#### REQUISITOS DA TAREFA
A. Segundo o acórdão, em que data foi proferida a decisão instrutória contestada no recurso?
B. Indique todos os nomes completos dos juízes que o acórdão apresenta como relator e adjuntos.

#### EXCERTO DO DOCUMENTO
Acórdão nº 126/20.4PBMAI.P1 de Court of Appeal of Porto (Portugal), 11 de Janeiro de 2023

Magistrado ResponsávelPAULO COSTA
Data da Resolução11 de Janeiro de 2023
EmissorCourt of Appeal of Porto (Portugal)

Processo n º 126/20.4PBMAI.P1 Processo número n º 126/20.4PBMAI.P1 Relator: Paulo Emanuel Teixeira Abreu Costa Adjuntos: Nuno Pires Salpico Paula Natércia Rocha Acórdão, julgado em conferência, na 1ª secção criminal do Tribunal da Relação do Porto: I - Relatório.

AA, Assistente nos autos identificados em epígrafe, notificado que foi do despacho de não pronuncia proferido Tribunal Judicial da Comarca de Porto- Juízo de Instrução Criminal de Matosinhos-J1, não concordando com o mesmo, veio apresentar RECURSO nos termos que ali constam, que ora aqui se dão por integralmente reproduzidos para todos os legais efeitos, concluindo pela forma seguinte (partes relevantes): (transcrição) “I. O presente recurso versa sobre a decisão instrutória proferida em 18/02/2022 que não pronunciou o arguido, entendendo não existirem indícios suficientes da prática do crime que lhe era imputado em sede de acusação particular.

#### DADOS APRESENTADOS
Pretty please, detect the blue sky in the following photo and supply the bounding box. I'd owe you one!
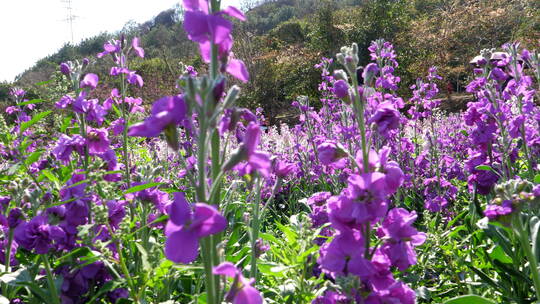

#### RESPOSTAS ESPERADAS
A. Em 18/02/2022.

B. Paulo Emanuel Teixeira Abreu Costa (relator); Nuno Pires Salpico; Paula Natércia Rocha